Nothing but the pictures is dropped; write out all the remaining data below exactly.

○ ○ ○

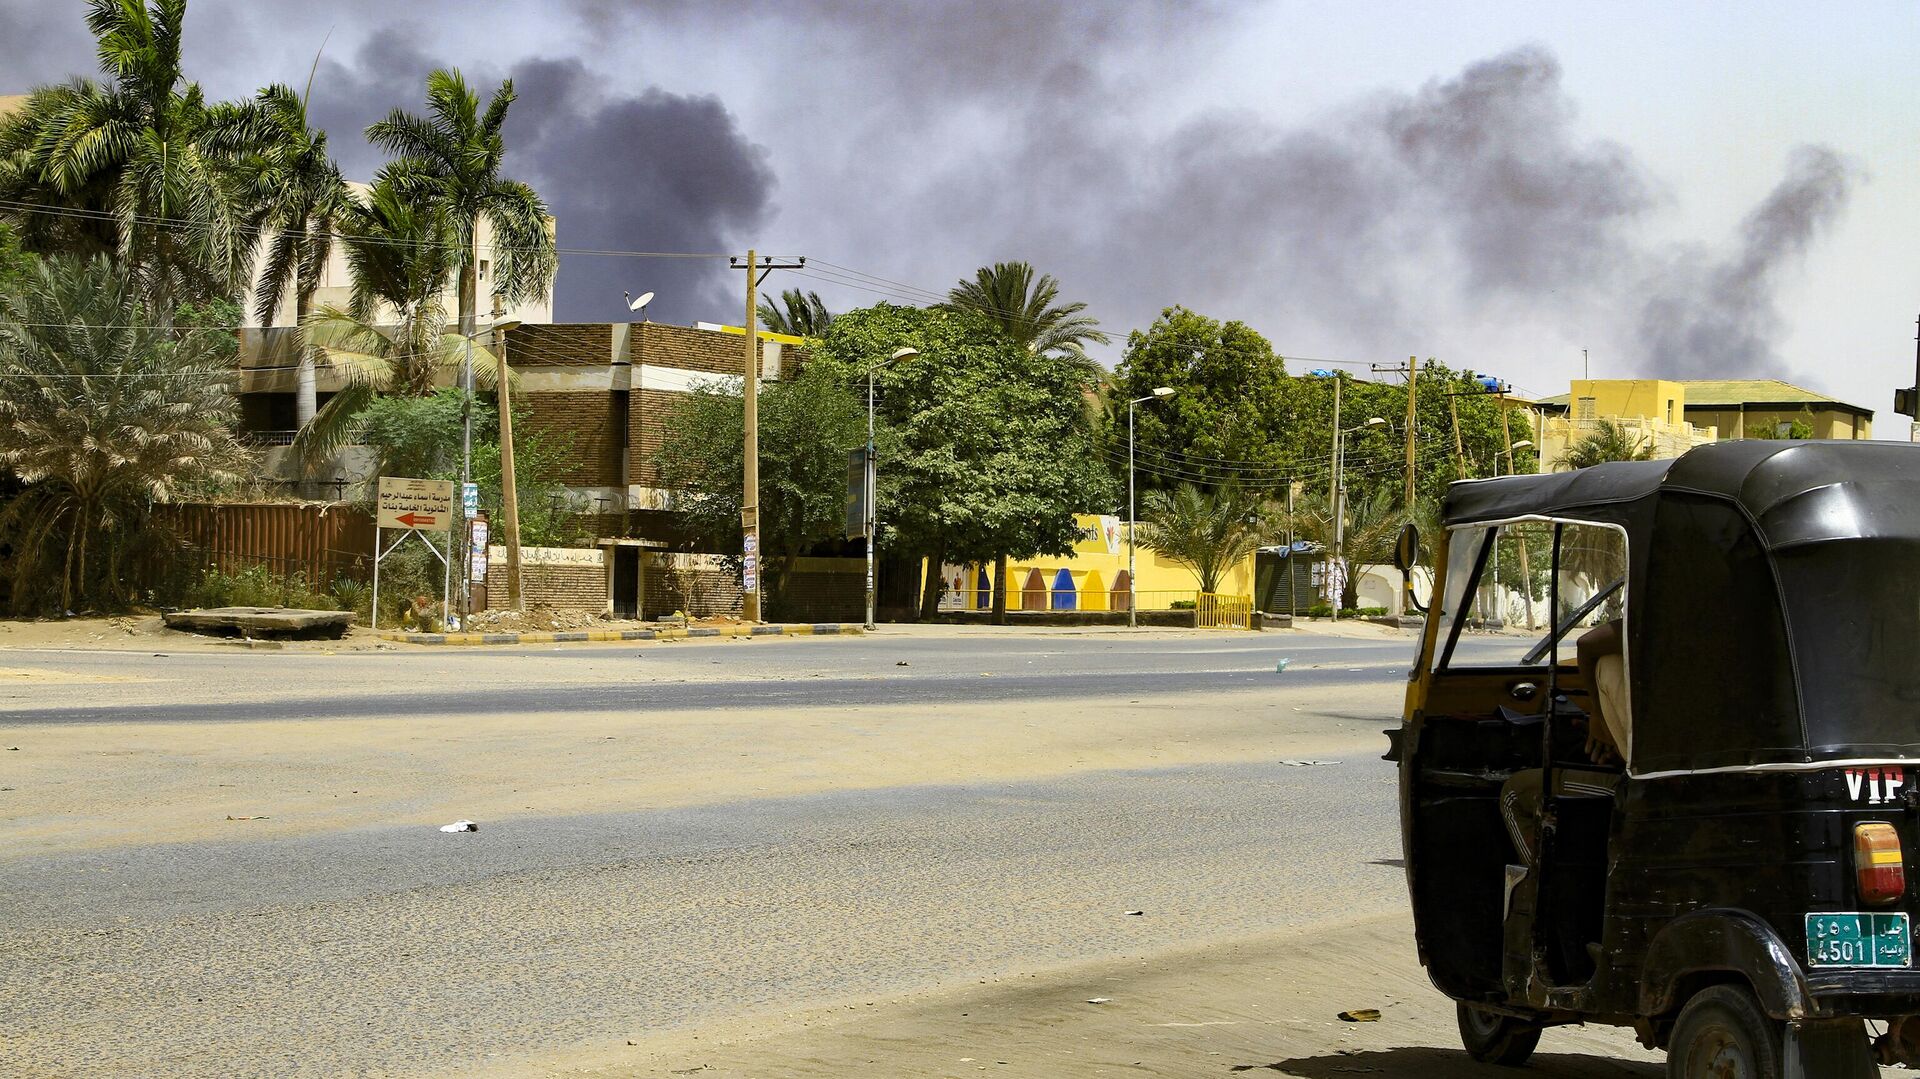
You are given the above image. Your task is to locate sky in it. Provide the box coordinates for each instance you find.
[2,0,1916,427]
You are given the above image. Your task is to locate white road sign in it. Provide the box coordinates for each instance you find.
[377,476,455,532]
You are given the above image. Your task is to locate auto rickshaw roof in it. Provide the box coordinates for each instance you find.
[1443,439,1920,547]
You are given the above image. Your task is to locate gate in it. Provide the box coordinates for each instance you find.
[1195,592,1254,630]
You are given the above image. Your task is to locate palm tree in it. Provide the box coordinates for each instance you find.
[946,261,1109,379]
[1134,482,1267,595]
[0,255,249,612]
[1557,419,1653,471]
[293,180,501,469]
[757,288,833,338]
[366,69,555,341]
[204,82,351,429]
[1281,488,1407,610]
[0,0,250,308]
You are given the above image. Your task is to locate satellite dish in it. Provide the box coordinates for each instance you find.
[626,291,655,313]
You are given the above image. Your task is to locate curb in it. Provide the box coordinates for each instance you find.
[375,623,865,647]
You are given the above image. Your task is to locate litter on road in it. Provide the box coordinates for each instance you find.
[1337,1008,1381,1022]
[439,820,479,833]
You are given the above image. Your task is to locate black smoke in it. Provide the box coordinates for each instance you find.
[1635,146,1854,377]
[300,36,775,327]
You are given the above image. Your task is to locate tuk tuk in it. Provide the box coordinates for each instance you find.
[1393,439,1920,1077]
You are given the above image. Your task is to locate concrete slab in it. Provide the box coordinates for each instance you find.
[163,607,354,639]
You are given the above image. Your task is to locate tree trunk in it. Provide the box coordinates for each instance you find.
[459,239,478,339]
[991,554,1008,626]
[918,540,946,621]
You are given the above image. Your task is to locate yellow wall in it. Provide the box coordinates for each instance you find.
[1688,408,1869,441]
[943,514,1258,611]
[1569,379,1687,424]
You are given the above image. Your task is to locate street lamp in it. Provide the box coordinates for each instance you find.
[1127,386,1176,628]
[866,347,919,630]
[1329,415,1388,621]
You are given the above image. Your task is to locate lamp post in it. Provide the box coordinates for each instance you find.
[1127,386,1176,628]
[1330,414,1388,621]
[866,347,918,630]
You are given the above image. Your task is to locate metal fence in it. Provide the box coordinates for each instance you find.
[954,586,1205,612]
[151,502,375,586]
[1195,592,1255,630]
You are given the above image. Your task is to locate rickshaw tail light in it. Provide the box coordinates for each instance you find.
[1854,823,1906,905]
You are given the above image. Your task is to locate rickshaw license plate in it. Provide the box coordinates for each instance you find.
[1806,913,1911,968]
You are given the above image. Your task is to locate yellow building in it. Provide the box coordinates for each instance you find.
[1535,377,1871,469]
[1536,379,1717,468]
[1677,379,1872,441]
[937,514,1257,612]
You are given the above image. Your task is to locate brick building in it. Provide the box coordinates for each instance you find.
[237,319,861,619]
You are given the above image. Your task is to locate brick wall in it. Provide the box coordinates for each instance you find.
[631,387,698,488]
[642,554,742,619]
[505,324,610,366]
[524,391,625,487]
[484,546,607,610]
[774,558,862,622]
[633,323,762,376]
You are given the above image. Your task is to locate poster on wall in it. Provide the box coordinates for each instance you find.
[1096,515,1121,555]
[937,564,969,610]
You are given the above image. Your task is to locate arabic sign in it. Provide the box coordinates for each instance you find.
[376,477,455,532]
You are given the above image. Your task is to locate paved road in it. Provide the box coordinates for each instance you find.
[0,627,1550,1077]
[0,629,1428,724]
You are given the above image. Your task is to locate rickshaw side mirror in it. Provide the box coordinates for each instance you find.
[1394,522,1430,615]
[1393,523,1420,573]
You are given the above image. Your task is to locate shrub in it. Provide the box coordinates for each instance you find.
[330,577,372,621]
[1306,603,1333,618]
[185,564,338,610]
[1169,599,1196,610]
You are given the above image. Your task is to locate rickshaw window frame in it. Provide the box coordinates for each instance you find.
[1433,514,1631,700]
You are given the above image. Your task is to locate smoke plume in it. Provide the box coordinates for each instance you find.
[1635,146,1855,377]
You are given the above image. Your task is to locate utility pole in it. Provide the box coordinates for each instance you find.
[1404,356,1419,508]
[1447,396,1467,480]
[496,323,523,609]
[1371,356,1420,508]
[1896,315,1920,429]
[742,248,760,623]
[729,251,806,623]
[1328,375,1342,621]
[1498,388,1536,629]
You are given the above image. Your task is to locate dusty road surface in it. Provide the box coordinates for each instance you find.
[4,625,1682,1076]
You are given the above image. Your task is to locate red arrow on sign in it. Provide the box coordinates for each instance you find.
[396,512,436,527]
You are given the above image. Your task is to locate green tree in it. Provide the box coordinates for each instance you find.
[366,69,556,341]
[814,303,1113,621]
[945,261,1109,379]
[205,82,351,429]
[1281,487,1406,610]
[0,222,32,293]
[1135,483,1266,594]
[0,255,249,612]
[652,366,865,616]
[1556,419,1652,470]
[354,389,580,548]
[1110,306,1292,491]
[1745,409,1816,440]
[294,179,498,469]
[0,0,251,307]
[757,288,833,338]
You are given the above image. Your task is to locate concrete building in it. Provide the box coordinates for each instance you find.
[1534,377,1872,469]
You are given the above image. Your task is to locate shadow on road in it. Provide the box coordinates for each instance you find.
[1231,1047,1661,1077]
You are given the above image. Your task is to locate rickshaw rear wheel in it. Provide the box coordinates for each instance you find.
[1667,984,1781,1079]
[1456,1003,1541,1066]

○ ○ ○

## Output below
You are given the above image. Your task is to locate sky in it. Provide the box coordinates for each instance you find.
[2,0,1916,427]
You are given the above image. Your task is to locate white road sign in it. Provide the box coordinates for each instance you find.
[377,476,455,532]
You are given the above image. Your task is to locate auto rickshaw roof in it. Provide the box coordinates for each instance you find.
[1443,439,1920,547]
You are given the above image. Your task is to locate gate in it. Provide the box coordinates for each instance you find.
[1195,592,1254,630]
You are given the above image. Your task is to locate palm tree in it. Provide the box coordinates for each instance you find.
[946,261,1109,379]
[1134,482,1267,595]
[0,255,249,612]
[1557,419,1653,471]
[293,180,501,469]
[757,288,833,338]
[366,69,555,341]
[204,82,351,429]
[1281,488,1407,610]
[0,0,250,308]
You are given the above image. Your task is to locate satellite dish in it. Provide the box coordinates for each instance you find.
[626,291,655,313]
You are given the above image. Your task is to locate curb in it. Provide the box coordinates for each instance you find.
[375,623,865,647]
You are given the above image. Your task is to locate litter on road in it. Provide the box coordinates for each instance you find.
[1337,1008,1381,1022]
[439,820,479,833]
You are given the above image. Your task is to locate black smoke in it. Provide the box coordinates for each instance you find.
[1635,146,1854,377]
[300,36,775,327]
You are given the above image. Your task is to locate tuk tuk in it. Provide the box coordinates for each instance you find.
[1393,439,1920,1077]
You are given the above image. Your task is to locate concrete slab in it. Provide the box coordinates for each instance you find.
[163,607,354,639]
You are given the above image. Your task is to locate tree trunk in it. Provide the box coordinates for each instance you find.
[459,239,478,339]
[991,554,1008,626]
[918,540,946,621]
You are given the above image. Your task is to locate yellow wall in it. Provide the box coordinates for each instance you find.
[1688,408,1869,441]
[943,514,1258,611]
[1569,379,1687,424]
You are given the above image. Your task is to locate street lamp in it. Provide the box coordinates for each instance you find.
[1127,386,1176,628]
[866,347,919,630]
[1329,415,1388,621]
You are given the above image. Your task is to locate lamp post in it. Provide the box coordinates for each instance you find.
[1127,386,1176,628]
[1330,414,1388,621]
[866,347,918,630]
You are given the above image. Your task is to locate metal fence in it. Provide the box coordinates for each instance you find.
[954,586,1205,612]
[151,502,375,586]
[1195,592,1255,630]
You are given the above image. Your task is to locate rickshaw tail light in it. Provide the box coordinates for each instance you find.
[1854,823,1906,905]
You are given the above image. Your task is to locate rickshaw license plate in it. Provide the box coordinates for each instance you find.
[1806,913,1911,968]
You are given the above image. Your task is to locate yellow building in it. Provide the box coordinates for each instance you find.
[1535,377,1871,469]
[1536,379,1717,468]
[1677,379,1872,441]
[937,514,1257,612]
You are given the above image. Your task is to locate brick building in it. Provide the box coordinates for each instance you find.
[237,319,861,619]
You are given the above image. Your task is to locate brick wall in it. Provide the box coordinates for each instance you find.
[631,387,698,488]
[642,554,742,619]
[505,324,610,366]
[524,391,625,487]
[484,546,607,610]
[774,558,862,622]
[633,323,762,376]
You are given the above image. Your task is to locate poster on wall in it. Provide the box coordinates for each instance you find.
[1096,515,1121,555]
[937,564,969,610]
You are given the above image. Your task is to locate arabic sign in it. Provide the box coordinates for each instance you find.
[376,477,455,532]
You are given the above image. Your task is to locate paved road in it. Provide the box coordinates for each instance you find.
[0,627,1550,1077]
[0,629,1428,724]
You are given the above image. Your task is to locate rickshaw side mirror in it. Provide the box coordinates for each instance you find.
[1394,522,1430,615]
[1393,523,1420,573]
You are given the above image. Your task is to locate shrub in it. Provide the box coordinates for each instance you find.
[330,577,372,621]
[1306,603,1333,618]
[185,564,338,610]
[1169,599,1196,610]
You are given the above image. Your task is to locate rickshaw window frame in it. Provide the box coordinates for each instance you find.
[1433,514,1631,700]
You are given the above image. Your task is to locate smoke plume in it. Provide the box coordinates for each instance you find.
[1635,146,1855,377]
You are given the above image. Your task is to locate utility pole in it. Provide the box coordinates for each instance you find.
[1404,356,1419,508]
[1447,396,1467,480]
[496,323,523,609]
[1371,356,1420,508]
[1896,315,1920,429]
[742,248,760,623]
[729,251,806,623]
[1328,375,1342,621]
[1498,388,1536,629]
You are given the above image. Your task is to locate dusty road surface in it. Provide the box coordinates for each instance you find.
[4,625,1682,1076]
You are given the above image. Your task is to locate red arrow on sign in it. Provide the box coordinates for each instance you find.
[396,512,436,527]
You are given the above image. Your task is to locate green tree in it. Provide the box coordinates for each instance you find.
[366,69,556,341]
[814,303,1113,621]
[945,261,1109,379]
[205,82,351,429]
[1281,487,1406,610]
[0,222,32,293]
[1135,483,1266,594]
[0,255,249,612]
[652,366,865,616]
[1556,419,1652,470]
[354,389,580,548]
[1110,306,1292,491]
[1745,409,1816,440]
[294,179,498,469]
[0,0,251,307]
[757,288,833,338]
You are given the above image. Your task is to locate concrete building in it. Provide the box coordinates for each instance you find.
[1534,377,1872,469]
You are given the above image. Your task is to locate shadow on road in it. Provide the box coordinates for each instance you find.
[1231,1047,1661,1077]
You are given the above image. Your task is to locate rickshaw rear wheel in it. Provide the box coordinates for each instance you find.
[1667,984,1781,1079]
[1456,1003,1541,1066]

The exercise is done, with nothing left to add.